──────── Data supplied ────────
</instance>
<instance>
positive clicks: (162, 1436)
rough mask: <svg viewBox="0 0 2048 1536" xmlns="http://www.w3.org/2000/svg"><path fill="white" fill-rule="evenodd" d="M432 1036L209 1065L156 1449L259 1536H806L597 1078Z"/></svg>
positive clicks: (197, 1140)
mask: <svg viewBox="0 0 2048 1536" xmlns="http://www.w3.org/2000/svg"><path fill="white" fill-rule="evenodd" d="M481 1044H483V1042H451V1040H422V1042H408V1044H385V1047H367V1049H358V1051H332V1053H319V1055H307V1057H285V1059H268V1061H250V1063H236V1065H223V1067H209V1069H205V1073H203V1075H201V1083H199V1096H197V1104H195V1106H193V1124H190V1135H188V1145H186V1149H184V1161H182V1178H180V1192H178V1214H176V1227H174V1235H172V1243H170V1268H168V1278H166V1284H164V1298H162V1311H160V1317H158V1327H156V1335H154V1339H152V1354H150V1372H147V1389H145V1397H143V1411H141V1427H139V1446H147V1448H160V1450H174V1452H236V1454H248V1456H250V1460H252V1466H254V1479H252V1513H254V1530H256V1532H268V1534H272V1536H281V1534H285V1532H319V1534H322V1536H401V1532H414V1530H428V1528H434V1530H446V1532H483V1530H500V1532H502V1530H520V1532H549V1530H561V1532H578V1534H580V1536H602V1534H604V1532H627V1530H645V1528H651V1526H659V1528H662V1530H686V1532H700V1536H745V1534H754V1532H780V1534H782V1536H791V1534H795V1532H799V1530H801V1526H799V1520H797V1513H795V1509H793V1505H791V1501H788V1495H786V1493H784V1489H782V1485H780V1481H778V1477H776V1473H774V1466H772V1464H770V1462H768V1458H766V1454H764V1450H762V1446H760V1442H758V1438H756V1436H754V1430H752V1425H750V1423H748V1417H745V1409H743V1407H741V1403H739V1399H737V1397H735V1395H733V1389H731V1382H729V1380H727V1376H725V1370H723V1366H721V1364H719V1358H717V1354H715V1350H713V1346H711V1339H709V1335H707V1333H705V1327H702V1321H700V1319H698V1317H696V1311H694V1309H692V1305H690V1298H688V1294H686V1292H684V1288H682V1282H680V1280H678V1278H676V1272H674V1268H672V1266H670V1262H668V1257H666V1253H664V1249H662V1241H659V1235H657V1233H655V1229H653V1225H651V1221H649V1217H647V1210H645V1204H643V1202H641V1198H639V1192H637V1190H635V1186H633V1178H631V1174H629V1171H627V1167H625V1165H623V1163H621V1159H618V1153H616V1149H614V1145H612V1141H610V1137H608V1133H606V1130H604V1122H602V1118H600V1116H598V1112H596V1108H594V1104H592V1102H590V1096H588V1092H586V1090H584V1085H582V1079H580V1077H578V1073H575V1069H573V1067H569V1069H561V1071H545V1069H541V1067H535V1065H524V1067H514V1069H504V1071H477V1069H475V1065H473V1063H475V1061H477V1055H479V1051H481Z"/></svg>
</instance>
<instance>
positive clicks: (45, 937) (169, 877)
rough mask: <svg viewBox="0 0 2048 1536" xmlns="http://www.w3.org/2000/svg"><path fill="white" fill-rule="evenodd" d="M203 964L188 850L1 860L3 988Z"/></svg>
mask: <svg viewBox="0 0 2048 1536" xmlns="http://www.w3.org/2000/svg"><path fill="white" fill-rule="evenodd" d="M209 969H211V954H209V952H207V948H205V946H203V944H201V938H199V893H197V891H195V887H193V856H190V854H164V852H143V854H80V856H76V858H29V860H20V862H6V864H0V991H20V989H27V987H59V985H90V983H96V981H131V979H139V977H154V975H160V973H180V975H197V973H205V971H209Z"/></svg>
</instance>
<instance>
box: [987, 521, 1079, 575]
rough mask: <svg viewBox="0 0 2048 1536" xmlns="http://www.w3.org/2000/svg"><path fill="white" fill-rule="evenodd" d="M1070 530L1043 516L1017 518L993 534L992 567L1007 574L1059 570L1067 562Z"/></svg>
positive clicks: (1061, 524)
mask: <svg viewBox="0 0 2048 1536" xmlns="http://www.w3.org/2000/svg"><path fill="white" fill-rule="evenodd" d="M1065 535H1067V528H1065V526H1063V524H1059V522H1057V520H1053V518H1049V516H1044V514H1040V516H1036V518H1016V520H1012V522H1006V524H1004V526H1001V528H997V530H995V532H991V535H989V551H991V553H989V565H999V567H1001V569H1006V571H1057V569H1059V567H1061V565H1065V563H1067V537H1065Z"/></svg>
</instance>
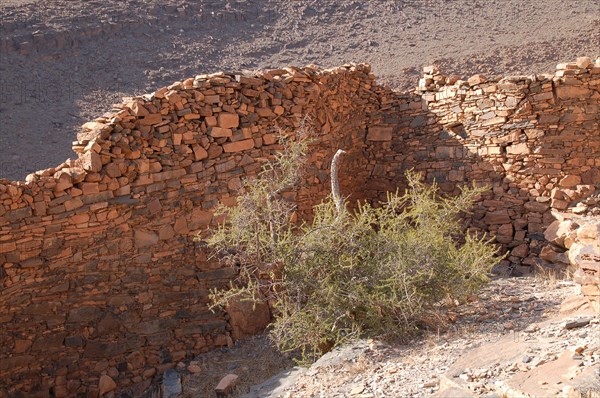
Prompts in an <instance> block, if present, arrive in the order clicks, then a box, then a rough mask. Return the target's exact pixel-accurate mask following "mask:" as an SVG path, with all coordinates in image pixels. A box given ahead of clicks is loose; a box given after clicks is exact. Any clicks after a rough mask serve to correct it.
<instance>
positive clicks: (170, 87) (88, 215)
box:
────────
**About this task**: Copy the entries character for character, from the first line through the line containing "positive clicks: (197, 1140)", including that line.

**Exercise solution**:
</instance>
<instance>
positive clicks: (162, 1436)
rough mask: <svg viewBox="0 0 2048 1536" xmlns="http://www.w3.org/2000/svg"><path fill="white" fill-rule="evenodd" d="M432 1036L209 1065L156 1449L259 1536H806L597 1078Z"/></svg>
positive clicks: (197, 1140)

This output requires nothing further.